-- START MATERIAL SUPPLIED --
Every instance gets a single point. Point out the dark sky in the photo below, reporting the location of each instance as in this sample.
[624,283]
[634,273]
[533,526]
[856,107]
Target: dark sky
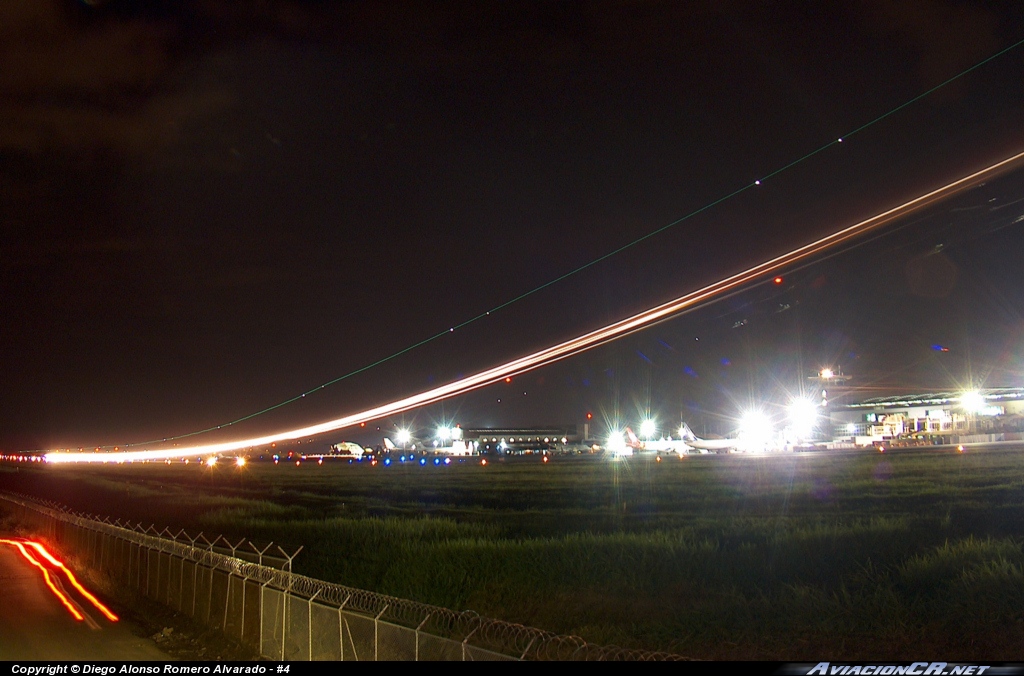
[209,207]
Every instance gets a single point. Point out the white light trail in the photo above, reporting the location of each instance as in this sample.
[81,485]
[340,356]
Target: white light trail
[569,347]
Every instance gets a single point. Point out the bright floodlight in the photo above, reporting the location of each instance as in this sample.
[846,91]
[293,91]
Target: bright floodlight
[803,416]
[756,429]
[973,402]
[616,442]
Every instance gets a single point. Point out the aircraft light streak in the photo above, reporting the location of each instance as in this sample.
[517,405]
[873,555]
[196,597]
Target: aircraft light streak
[71,578]
[46,576]
[571,347]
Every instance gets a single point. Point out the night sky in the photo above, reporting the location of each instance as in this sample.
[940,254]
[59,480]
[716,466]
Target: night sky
[209,207]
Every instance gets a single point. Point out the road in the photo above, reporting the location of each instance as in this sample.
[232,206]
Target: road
[35,625]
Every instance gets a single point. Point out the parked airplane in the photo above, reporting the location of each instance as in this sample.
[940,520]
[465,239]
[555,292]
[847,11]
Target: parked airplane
[348,449]
[704,446]
[458,448]
[664,445]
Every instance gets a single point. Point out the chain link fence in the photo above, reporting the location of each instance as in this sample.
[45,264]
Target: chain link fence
[286,616]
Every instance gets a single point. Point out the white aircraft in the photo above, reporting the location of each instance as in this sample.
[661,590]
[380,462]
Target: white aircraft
[664,445]
[704,446]
[348,449]
[458,448]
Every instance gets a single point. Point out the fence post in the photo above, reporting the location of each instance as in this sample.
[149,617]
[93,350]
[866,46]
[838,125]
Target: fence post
[309,624]
[341,626]
[376,621]
[418,628]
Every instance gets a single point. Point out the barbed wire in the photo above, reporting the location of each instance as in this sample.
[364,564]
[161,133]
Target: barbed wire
[467,627]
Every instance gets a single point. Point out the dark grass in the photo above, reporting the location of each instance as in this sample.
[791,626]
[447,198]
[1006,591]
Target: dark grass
[785,557]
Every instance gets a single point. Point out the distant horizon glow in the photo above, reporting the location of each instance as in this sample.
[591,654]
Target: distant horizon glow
[565,349]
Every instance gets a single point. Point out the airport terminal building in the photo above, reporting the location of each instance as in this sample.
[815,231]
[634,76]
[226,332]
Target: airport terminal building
[983,414]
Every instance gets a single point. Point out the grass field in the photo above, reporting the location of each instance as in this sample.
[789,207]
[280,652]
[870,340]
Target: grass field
[783,557]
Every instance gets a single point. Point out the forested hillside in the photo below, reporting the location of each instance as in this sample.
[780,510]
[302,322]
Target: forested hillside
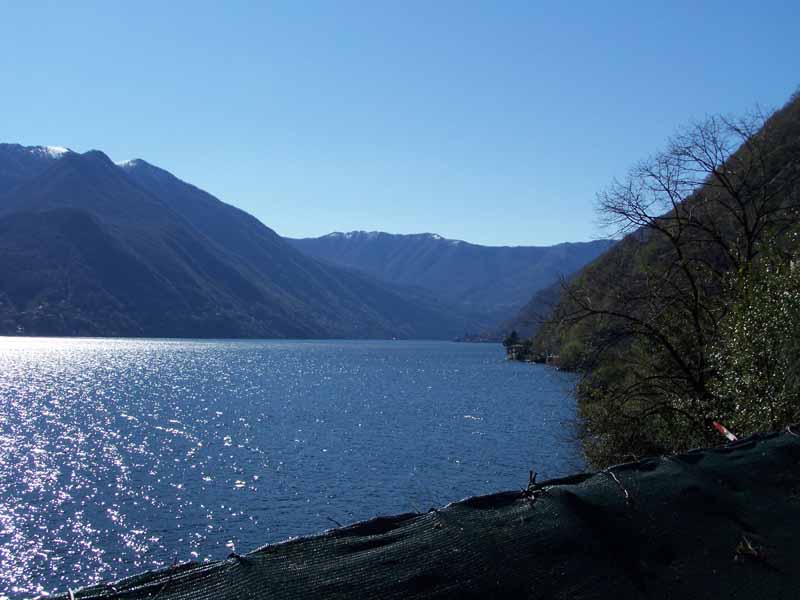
[490,283]
[88,247]
[694,317]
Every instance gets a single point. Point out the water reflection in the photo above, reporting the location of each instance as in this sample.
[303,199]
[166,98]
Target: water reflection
[121,455]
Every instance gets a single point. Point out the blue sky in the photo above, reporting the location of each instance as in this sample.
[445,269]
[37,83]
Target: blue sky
[493,122]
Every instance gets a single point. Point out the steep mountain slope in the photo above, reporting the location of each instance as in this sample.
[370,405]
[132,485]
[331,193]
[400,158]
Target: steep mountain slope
[90,247]
[490,282]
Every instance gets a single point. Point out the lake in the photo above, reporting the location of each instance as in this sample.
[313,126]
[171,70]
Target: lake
[119,455]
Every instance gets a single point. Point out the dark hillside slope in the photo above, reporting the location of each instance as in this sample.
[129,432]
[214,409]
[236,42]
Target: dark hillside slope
[92,248]
[663,325]
[640,251]
[492,282]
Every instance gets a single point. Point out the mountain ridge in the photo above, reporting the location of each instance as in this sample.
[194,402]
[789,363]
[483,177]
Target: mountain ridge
[492,283]
[202,268]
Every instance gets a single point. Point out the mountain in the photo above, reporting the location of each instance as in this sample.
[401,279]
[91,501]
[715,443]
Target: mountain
[88,247]
[489,283]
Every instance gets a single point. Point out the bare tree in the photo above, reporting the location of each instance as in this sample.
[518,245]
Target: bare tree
[694,216]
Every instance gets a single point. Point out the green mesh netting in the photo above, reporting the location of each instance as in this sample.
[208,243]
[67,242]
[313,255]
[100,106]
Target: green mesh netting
[719,523]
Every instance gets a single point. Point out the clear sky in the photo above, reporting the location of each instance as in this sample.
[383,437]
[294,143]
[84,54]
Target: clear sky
[492,122]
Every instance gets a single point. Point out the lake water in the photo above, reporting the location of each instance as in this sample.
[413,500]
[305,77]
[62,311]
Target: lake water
[118,456]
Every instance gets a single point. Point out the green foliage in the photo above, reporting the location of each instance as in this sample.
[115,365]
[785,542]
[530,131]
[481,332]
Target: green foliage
[689,319]
[512,339]
[757,353]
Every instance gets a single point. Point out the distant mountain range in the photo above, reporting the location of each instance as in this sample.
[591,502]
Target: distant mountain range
[490,284]
[89,247]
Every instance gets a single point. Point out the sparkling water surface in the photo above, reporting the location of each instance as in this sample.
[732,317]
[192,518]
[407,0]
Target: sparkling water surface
[120,455]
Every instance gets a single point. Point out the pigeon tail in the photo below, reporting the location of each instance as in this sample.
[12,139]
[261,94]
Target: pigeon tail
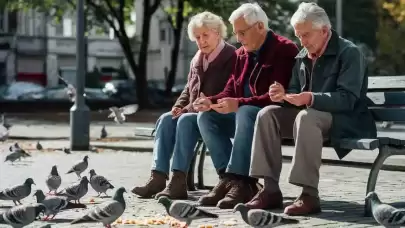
-- END MATERIAL SUPPLIED --
### GIVEN INSTRUCTION
Filter the records above and copy every line that contains the word "range", matching case exactly.

### WRITTEN RESPONSE
Every instance gets a single point. Point out the distant mountain range in the photo above, reporting the location of each instance as in this sample.
Target: distant mountain range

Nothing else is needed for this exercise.